§ **EXERCISE DETAILS**
If a line comes after the one containing "Target: bush", leave it out; copy every line before it, and that line too, exactly as written, starting from the first line of the entries.

§ **Natural language region descriptions**
──────────
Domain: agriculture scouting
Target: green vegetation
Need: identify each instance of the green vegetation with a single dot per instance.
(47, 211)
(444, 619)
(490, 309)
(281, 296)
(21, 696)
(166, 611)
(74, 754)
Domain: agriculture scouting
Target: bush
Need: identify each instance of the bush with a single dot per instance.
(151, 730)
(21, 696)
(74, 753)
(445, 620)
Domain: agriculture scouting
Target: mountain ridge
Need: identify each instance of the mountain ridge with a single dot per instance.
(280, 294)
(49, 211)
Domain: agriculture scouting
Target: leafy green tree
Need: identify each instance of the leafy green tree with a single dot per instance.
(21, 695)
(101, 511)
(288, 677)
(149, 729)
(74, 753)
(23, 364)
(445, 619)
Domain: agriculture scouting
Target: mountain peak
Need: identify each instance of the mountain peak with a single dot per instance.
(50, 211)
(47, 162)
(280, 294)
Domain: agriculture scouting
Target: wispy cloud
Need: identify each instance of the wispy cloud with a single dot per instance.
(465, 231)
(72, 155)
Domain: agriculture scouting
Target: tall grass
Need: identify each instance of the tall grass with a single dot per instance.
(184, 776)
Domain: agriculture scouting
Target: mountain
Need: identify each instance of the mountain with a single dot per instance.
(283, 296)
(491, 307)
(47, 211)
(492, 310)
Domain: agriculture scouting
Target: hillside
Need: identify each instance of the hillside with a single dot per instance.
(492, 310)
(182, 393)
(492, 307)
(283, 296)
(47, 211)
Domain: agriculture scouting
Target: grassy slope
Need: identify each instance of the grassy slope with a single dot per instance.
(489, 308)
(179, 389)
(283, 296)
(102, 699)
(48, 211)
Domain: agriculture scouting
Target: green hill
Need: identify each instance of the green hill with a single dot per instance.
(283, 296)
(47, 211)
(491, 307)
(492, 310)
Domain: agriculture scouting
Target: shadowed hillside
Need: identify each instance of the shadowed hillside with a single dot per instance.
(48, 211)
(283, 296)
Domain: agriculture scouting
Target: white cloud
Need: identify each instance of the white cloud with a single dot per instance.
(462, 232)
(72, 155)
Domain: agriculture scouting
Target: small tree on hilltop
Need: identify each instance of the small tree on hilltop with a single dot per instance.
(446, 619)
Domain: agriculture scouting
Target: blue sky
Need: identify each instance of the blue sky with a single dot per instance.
──────────
§ **ANSWER SPACE**
Domain: agriculture scouting
Target: green vegetation
Need: identify each instance of the green vegetation with a single dot per instance.
(47, 211)
(444, 619)
(490, 309)
(281, 296)
(21, 696)
(166, 611)
(74, 754)
Domain: agriculture scouting
Target: bush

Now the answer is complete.